Image object location lines
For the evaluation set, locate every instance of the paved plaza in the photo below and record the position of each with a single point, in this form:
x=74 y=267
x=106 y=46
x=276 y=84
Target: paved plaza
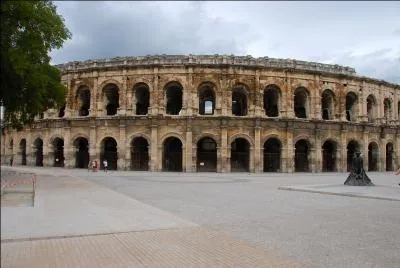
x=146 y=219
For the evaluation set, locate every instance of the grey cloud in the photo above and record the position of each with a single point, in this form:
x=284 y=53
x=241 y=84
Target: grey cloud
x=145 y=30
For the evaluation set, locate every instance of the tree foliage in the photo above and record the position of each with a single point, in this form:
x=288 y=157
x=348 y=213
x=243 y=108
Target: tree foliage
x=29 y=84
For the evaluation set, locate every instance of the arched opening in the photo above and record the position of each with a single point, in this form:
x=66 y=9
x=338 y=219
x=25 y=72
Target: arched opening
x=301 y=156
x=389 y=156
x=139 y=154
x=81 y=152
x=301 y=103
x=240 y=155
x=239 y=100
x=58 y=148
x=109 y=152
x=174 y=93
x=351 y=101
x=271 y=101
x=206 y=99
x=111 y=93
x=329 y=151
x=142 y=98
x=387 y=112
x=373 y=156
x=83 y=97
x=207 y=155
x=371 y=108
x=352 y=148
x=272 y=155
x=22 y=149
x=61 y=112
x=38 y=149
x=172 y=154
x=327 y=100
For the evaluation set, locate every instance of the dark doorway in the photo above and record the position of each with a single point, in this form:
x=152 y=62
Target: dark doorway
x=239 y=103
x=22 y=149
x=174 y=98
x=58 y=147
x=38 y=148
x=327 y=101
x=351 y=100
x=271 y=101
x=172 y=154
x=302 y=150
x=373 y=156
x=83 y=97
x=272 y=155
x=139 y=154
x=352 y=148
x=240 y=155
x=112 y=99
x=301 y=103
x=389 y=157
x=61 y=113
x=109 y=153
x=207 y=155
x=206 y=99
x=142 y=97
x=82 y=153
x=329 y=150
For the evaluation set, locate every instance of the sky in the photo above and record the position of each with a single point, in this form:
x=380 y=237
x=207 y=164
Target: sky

...

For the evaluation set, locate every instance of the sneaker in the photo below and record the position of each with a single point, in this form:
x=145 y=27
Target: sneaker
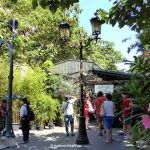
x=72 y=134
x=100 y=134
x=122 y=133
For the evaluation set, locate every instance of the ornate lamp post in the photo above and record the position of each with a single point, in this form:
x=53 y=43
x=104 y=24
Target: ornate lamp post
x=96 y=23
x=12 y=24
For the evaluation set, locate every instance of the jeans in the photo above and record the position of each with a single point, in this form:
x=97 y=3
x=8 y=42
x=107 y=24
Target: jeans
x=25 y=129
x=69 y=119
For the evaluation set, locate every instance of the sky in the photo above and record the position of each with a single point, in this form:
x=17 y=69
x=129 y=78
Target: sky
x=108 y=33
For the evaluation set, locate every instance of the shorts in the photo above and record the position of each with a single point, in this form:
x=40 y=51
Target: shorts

What you need to do: Copy the lines word for word, beginning at the line that contains "For the evaluation set, locate every instance of the sneaker" and ending after the line that contains "Target: shorts". Do not include the pictures in your copy.

Output of the task:
For the evaluation set, locate every instance of the sneaker in the photo below and record the position of each with a single point, in this form:
x=145 y=27
Target: sneaker
x=72 y=134
x=100 y=134
x=122 y=133
For the evaluation set, locate every instance of the ornate lamp post in the photo above and record the position of each with a single point, in this form:
x=53 y=43
x=104 y=24
Target: ornate lamp post
x=96 y=23
x=12 y=24
For the evaluation set, locate every instance of the jeans in the photo above and record the position of each with a single point, in this form:
x=97 y=3
x=8 y=42
x=107 y=24
Target: jeans
x=25 y=129
x=69 y=119
For the evaluation set, locate every instance of the sky in the photo above and record the position of each with a single point, in this form:
x=17 y=69
x=129 y=78
Target: sky
x=108 y=33
For the evaluation set, locate every instance of the shorts in the photo above and record the position of each with a single point, in this form:
x=40 y=51
Target: shorts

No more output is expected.